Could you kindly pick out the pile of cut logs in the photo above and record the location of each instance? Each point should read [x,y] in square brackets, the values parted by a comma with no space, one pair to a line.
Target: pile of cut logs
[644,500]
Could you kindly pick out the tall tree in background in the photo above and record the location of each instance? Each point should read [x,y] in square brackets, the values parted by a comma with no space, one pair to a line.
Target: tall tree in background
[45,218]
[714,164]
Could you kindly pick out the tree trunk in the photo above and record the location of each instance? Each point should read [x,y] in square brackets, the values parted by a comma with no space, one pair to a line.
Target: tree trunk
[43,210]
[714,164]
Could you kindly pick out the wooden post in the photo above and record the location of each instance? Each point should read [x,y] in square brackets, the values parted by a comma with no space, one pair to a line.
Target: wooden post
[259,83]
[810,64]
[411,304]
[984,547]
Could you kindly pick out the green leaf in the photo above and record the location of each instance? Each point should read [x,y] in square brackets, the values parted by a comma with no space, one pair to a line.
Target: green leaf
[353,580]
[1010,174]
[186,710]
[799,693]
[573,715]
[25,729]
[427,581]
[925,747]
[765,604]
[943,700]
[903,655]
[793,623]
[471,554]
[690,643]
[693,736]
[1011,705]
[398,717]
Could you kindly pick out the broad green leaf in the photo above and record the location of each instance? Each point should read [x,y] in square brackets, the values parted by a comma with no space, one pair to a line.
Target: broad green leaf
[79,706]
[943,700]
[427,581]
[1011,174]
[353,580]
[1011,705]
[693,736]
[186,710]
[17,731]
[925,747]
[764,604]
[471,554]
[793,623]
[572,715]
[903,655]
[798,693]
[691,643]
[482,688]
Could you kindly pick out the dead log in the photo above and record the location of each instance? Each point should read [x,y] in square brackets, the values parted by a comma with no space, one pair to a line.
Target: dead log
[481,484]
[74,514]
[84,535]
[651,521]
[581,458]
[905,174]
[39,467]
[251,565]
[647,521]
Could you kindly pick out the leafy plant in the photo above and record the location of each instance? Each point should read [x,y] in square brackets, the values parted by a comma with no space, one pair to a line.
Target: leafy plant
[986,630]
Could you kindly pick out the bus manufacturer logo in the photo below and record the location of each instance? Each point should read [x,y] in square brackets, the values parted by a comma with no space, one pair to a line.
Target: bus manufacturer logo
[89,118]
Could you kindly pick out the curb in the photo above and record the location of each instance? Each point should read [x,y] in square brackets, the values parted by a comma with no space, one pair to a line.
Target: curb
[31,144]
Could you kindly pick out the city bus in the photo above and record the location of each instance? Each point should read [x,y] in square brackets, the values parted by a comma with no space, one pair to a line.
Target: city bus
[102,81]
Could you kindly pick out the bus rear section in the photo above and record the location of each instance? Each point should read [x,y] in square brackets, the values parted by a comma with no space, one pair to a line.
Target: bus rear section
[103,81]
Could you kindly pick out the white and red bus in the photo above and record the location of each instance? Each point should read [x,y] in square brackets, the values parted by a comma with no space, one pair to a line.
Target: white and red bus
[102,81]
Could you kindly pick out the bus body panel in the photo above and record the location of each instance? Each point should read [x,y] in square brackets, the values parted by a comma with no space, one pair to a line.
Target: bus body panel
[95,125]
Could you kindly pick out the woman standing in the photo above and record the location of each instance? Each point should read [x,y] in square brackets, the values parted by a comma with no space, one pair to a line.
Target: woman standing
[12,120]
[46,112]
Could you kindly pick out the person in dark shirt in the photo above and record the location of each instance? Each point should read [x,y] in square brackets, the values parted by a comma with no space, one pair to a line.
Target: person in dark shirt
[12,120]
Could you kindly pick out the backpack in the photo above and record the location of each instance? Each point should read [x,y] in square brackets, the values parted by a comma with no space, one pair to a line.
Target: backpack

•••

Given request
Reproduce all of the items above verbatim, keeping every line unchanged and in its original order.

The answer
Could you kindly pick out the pile of cut logs in the photo above and record the location of each instance? Each point should read [x,y] in square brackets, the values parted by a comma with no space, one pair to a line.
Target: pile of cut logs
[644,500]
Could you kindly pick out the tall tree in background in the photo above and record the location of each instance? Each point should read [x,y] in square brackets, the values parted by a comma with no space, one pair to a line.
Target: tall tree in background
[45,218]
[714,164]
Could you kindly pick out the tree trunk in the photo above and record the location of each instance? Each point should read [x,y] in square brackets, the values parted by a comma with no space, one pair to a line.
Target: tree trunk
[43,210]
[714,164]
Could you kindly pick out the wooden post in the photo above and record the location of each instance? Each point should read [x,y] in square brackets, the values parted by a comma with no space, one pair to a line.
Target: wooden post
[259,83]
[810,64]
[411,304]
[984,547]
Could you kindly pick out the green leaf in the photo above and record the location of each instance? Each point should read [x,y] in square brackets, the values parted by a comma with no space, one pair to a line.
Target: green leaf
[353,580]
[1010,174]
[186,710]
[799,693]
[573,715]
[25,729]
[427,581]
[925,747]
[765,604]
[943,700]
[903,655]
[793,623]
[471,554]
[690,643]
[693,736]
[1011,705]
[398,717]
Could you kindly pick out the broad green leaf in the photo above and record the location of each instance? Each point should read [x,y] in square brackets, the values parted by a comma with no space, one pair to a line.
Target: broad green leaf
[79,706]
[943,700]
[427,581]
[1011,174]
[353,580]
[1011,705]
[693,736]
[186,710]
[17,731]
[925,747]
[764,604]
[471,554]
[793,623]
[572,715]
[903,655]
[798,693]
[691,643]
[482,688]
Could you kindly pick out the dead log in the photo above and record the location of each instance? Each point should read [x,y] in square brackets, the values parted by a comma with no space, one pair to a line.
Target: dead log
[481,484]
[74,514]
[84,535]
[651,521]
[581,458]
[905,174]
[39,467]
[251,565]
[647,521]
Could you kindly pick out the leafy plant in the photo above and record the location of each instance? Each point should read [x,y] in square brackets, the values parted by a comma with no space, one pair to a line.
Target: leafy plant
[986,630]
Could you kindly pick out the bus manufacturer logo in the photo below and record the location of each instance? Each point should read [x,y] in square brackets, the values parted by a comma with no space, one pair to a line.
Target: bus manufacturer logo
[89,118]
Could you kindly pick out the curb in the photo above and record the location of each instance? Each point should read [x,y] in square brackets, the values parted by a comma with no space, one pair to a line.
Target: curb
[31,144]
Could you kindly pick out the city bus in the photo above and record the location of each instance? Each point should read [x,y] in square brackets, the values parted by a comma with no space, one pair to a line.
Target: city bus
[102,81]
Could you kindly pick out the bus rear section in the photo above and record the location of each instance? Each point should read [x,y] in square brackets, the values parted by a comma with no space, one pair to a line.
Target: bus rear section
[103,81]
Could you kindly pick out the white and red bus in the photo above and record the location of each instance? Each point should read [x,y] in square brackets, the values parted by a comma with no space, one pair to a line.
Target: white and red bus
[102,81]
Could you kindly pick out the bus body panel in the photo above and record the location of each instance? Each point should read [x,y] in square brackets, the values parted by a comma with no space, one pair to a line.
Target: bus body panel
[95,125]
Could you kindly pick out the woman standing in the photo above and record the location of each instance? Each point should read [x,y] in square brackets, the values parted by a comma with no space, one pair to a line.
Target: woman standing
[12,120]
[46,112]
Could you kindly pick out the person in dark shirt in the photo above and record the location of each instance? Each point should read [x,y] in square brackets, the values parted by a comma with no space, one pair to a line.
Target: person in dark shirt
[12,120]
Could you kindly pick out the backpack in the photo above and record the location of each instance? Each point should read [x,y] in square brackets, the values parted by a comma with no space, one pair to a line.
Target: backpack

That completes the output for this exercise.